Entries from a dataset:
-- BEGIN --

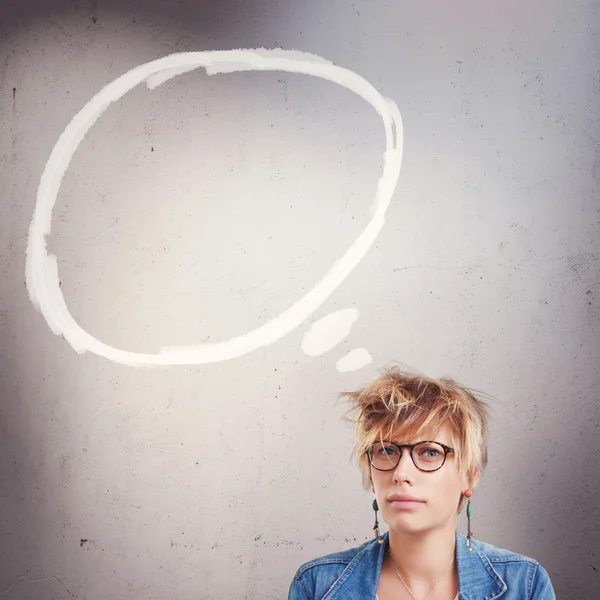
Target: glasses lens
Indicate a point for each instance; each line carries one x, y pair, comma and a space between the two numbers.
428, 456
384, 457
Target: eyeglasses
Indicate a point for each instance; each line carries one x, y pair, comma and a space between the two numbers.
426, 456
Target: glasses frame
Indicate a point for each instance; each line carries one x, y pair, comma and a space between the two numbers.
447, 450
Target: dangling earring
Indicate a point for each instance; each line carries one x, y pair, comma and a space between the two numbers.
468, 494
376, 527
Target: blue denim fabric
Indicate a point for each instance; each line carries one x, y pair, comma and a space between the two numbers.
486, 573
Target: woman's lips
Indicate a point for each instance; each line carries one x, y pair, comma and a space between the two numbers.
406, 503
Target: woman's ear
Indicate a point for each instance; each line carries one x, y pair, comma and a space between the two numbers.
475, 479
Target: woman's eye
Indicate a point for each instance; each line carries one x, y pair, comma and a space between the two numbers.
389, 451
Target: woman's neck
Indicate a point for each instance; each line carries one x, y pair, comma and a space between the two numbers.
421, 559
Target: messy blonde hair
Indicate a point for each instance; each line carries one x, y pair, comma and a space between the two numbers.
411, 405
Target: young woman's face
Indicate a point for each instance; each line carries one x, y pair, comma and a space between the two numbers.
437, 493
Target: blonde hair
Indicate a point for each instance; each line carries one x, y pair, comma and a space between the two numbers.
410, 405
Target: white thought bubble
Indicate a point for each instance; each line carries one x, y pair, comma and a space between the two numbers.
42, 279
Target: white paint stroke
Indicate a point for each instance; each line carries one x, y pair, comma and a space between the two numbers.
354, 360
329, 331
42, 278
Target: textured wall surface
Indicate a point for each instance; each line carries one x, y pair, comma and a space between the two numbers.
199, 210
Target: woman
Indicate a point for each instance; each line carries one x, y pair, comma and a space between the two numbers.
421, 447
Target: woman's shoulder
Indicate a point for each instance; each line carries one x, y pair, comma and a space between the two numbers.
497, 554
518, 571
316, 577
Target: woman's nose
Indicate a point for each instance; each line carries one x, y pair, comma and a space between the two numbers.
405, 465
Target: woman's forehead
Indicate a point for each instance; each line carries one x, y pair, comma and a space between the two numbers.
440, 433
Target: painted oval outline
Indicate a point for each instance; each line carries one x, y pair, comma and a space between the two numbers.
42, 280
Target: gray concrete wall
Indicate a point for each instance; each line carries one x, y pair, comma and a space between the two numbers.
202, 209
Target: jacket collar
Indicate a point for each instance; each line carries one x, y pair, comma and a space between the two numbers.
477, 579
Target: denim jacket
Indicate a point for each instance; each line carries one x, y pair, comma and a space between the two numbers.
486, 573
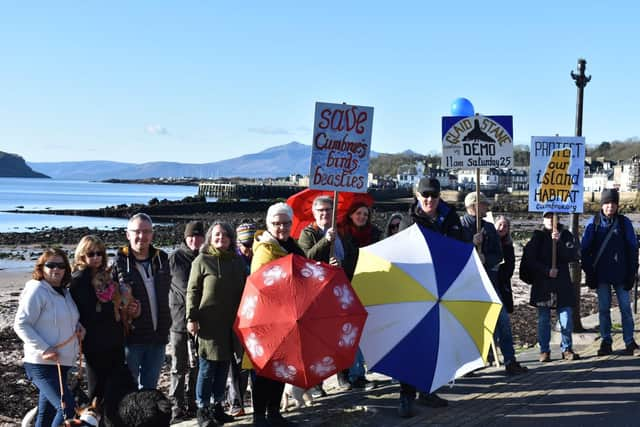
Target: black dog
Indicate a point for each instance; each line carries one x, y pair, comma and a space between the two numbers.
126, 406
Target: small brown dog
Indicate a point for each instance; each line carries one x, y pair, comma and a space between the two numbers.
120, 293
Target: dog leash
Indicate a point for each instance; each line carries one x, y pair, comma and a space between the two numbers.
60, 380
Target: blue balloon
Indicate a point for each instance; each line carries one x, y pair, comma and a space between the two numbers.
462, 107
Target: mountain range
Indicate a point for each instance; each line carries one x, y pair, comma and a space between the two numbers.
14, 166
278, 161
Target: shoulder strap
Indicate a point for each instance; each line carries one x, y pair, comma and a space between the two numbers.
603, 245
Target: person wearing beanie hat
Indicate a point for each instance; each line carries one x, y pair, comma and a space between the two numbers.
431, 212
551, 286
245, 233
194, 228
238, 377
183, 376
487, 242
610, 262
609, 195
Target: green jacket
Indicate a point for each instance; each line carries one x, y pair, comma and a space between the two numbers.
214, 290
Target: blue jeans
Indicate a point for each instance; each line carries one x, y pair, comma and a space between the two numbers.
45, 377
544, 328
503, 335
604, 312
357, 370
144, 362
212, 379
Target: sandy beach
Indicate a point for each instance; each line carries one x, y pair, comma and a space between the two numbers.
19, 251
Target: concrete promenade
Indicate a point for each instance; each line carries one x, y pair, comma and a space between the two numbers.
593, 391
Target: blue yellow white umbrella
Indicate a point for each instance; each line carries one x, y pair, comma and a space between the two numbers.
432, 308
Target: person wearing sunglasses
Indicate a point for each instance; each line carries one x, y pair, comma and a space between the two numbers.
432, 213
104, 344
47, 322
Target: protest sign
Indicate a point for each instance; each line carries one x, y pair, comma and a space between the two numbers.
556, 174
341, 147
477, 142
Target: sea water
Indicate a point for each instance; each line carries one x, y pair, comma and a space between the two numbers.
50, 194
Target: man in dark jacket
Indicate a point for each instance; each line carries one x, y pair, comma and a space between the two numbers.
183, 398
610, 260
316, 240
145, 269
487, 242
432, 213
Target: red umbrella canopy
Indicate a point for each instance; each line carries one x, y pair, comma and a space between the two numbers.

-- END --

TASK DIRECTIONS:
Copy the material above in full and exactly, skipping pictures.

RESULT OF THE EXERCISE:
Target: glasses lens
Indicate a point for each instance; each line carries one x, y pair, comma and a space between the two numbers.
428, 456
384, 457
Target: eyeglasses
Indicate a point for each instance; each line carries one x, y pair, comma and a space between the two numbers.
426, 456
Target: glasses frame
Indicate a point for each instance; each line carries one x, y pair, comma and a space between the two numbers.
447, 450
Target: dangling earring
Indicate a point for each instance; each line carries one x, y pair, comma and a space between the two numbers.
468, 494
376, 527
Target: blue denim fabric
Indicate a point for each instance; each line carries one x, y pair, comma and a space between the two numbers.
486, 573
Target: woman's lips
Indicate a point for each instance; each line carries one x, y pair, comma and a space between the two numbers.
406, 503
Target: woman's ear
Indicate a point for each instance; each line carries one x, y pair, comma and a space between the two numbers.
475, 479
Target: woman's eye
Indicate a point for each instance; each line carries one x, y pair, comma and a space between the two numbers.
389, 451
Target: woman's neck
Indicate a point for each instance; each line carries one x, y pair, comma and a space between the two numbers.
421, 559
Target: messy blonde hair
Indicate a point for each instance; each line carries one x, y pair, comma and a space between the two numbers.
411, 405
Target: young woman's face
Indicate a point for each instance; each line carries one x, y pair, comma and a space between the two numbers.
437, 493
Target: blonde hair
Indicate a point for each instance; each line carries one x, y pair, comma and a space between the two numbers.
410, 405
Target: white thought bubble
Indicate a point for each instance; each line carries one x, y pair, comma and a space between the two numbers.
42, 279
Target: white paint stroke
Indicate a point for each instance; each line carries one x, y pair, comma and a space between the two numbers.
354, 360
329, 331
42, 278
Target: textured wall surface
Indicate a point for each instance; each line carries one x, y pair, comma and a space between the two numbers.
199, 210
Target: woman
Indicate a point for each instance; each line carries one x, y pair, comma and a space between the two numbers.
421, 447
Target: woman's shoulder
Indicate a point for each instance; each line carries one x, y pair, comma and a space between the two numbers.
497, 554
518, 571
316, 577
Target: woman's nose
Indicate a point for each instance; each line carries one x, y pair, comma and a space between the two numbers.
405, 465
Target: woman's forehead
Indicate a point for each instance; each line carries one x, y pair, comma and a space between the two numbers.
440, 433
Target: painted oval outline
Indicate a point for each instance; each line carries one x, y pair, comma and a space between the two numbers.
42, 280
Target: gray concrete wall
Indicate a point for each instance; each line carries one x, y pair, comma and a space between the two numbers.
202, 209
Target: jacket collar
Indicate a point for each instance; each line carries one x, y pair, comma and a space between the two numbers.
477, 579
Target: denim jacket
Indicate a point for each instance; each line carries one x, y pair, comma and a space between the two numbers.
486, 573
Target: black dog
Indicate a point for each instance; each line carries one x, y pair, comma and a space between the two numbers.
126, 406
Target: small brown dog
Indicate a point for each instance; each line carries one x, y pair, comma and a space between the two numbers.
120, 293
Target: dog leash
Indicate a point for each instance; each line carries one x, y pair, comma and a space between the two numbers.
60, 380
Target: blue balloon
Indicate a point for each instance; each line carries one x, y pair, comma and a space between the two numbers.
462, 107
Target: mountain range
Indicate a point for each instance; each line carries one x, y pair, comma and a space between the two numbers.
14, 166
278, 161
Target: shoulder strap
Indicate a point for each instance; each line carries one x, y pair, comma and a space between the two numbers.
603, 245
Target: person wearing beanie hat
Indicate a point for each instance; each line carries one x, y pair, comma and a space between the two numbers.
431, 212
551, 286
245, 233
194, 228
238, 377
183, 376
487, 242
610, 262
609, 195
Target: green jacket
Indicate a point for each instance; each line carries one x, y pair, comma and a space between the two numbers.
214, 290
Target: blue jeans
Indicate a point for each instance; each line carries one x, y pair, comma and a space between the two numbers.
45, 377
544, 328
503, 335
604, 312
357, 370
144, 362
212, 379
Target: sandy beach
Indicate a point for each instance; each line carries one x, y pair, comma and a space between the two numbers.
19, 251
Target: concrete promenade
Indicate a point for each instance; each line carries one x, y pair, comma and a space between the two numbers.
593, 391
Target: blue yellow white umbrella
Indicate a point for each instance; each line carries one x, y pair, comma and a space between the two numbers.
432, 308
Target: person wearing sunglasses
Indicate a point for each instance; each line carries one x, y pair, comma and a space between the two numbers.
432, 213
104, 344
47, 322
Target: protest sign
Indicate a point for each instance; each line carries one x, y pair, comma and a space between the two numbers.
556, 174
341, 147
477, 142
Target: sea water
Indicate a point for each instance; each line carries one x, y pair, comma and a space between the two numbers.
50, 194
Target: man in dark jacket
Indicate a point for each instance; each line carries one x, y pair, comma and a space between the two numbers.
183, 398
610, 260
316, 240
145, 269
487, 242
432, 213
Target: red umbrella canopy
Indicate a point for each instance; each line carries one x, y pair, comma and a space between the two numbers.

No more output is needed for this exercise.